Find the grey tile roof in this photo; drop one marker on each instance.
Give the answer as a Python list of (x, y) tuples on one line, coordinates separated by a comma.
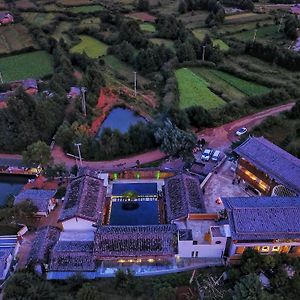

──────────────────────────────

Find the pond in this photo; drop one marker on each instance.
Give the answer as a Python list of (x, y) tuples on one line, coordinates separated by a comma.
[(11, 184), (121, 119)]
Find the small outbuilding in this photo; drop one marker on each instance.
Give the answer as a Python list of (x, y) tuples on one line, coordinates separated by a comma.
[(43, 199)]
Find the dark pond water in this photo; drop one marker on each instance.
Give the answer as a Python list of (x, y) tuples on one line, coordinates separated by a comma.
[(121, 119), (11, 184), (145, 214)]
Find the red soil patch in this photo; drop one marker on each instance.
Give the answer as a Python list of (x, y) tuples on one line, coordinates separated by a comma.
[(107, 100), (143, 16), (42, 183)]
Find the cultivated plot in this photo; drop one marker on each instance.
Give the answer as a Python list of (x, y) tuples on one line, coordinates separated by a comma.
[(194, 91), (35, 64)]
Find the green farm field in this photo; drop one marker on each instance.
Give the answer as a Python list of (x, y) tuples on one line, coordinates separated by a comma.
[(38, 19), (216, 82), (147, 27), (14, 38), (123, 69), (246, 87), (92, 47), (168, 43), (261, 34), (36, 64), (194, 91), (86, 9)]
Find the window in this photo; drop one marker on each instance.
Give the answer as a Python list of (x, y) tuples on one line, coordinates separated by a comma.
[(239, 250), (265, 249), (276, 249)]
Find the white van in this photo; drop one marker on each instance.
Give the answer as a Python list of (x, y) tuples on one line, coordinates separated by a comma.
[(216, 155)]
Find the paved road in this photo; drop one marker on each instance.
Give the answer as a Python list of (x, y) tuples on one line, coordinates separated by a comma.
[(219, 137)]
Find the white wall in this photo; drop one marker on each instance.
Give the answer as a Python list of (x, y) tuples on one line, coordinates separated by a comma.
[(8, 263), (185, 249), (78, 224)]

──────────────────────────────

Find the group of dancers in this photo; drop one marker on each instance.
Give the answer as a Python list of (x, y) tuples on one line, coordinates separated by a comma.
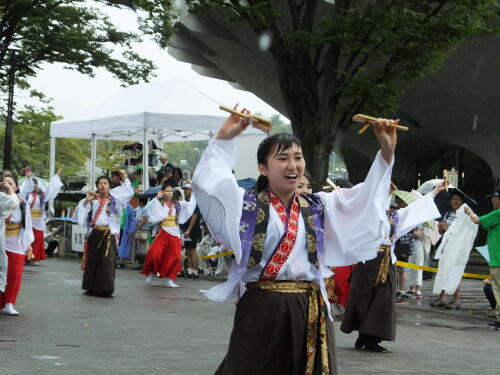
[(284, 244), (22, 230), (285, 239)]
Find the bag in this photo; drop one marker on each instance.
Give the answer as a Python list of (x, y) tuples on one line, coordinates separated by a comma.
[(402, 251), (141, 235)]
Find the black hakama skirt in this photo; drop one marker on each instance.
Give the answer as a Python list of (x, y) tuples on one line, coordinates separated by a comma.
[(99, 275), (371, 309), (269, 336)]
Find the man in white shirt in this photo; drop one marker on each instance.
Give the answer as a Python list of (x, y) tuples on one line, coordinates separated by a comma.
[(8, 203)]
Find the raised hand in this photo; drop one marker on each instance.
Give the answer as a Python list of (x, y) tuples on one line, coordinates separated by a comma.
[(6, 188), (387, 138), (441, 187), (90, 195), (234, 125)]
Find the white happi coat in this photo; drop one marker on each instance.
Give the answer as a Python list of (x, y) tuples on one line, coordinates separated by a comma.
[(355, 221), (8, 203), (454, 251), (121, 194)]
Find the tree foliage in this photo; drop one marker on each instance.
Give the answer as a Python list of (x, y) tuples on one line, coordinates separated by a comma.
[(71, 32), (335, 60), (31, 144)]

──────────────────────────────

• _What you have to do_
Please copy out the listing above from the line with "Find the small" up to and including the line with "[(121, 119), (11, 184), (145, 214)]", requests and all, shifting every coordinate in the answers by adding -47 to it.

• _Response to this task_
Find the small outbuilding in this photo; drop one marker on each instance.
Give the answer as a Python list of (x, y) tuples on one line, coordinates separated by a comma.
[(-4, 152)]
Find the dark pond water in this photo; drop one marker on each instance.
Give the answer as a Python list of (x, y) tuples on one line, coordinates separated by a comma.
[(74, 72), (-36, 137), (98, 167)]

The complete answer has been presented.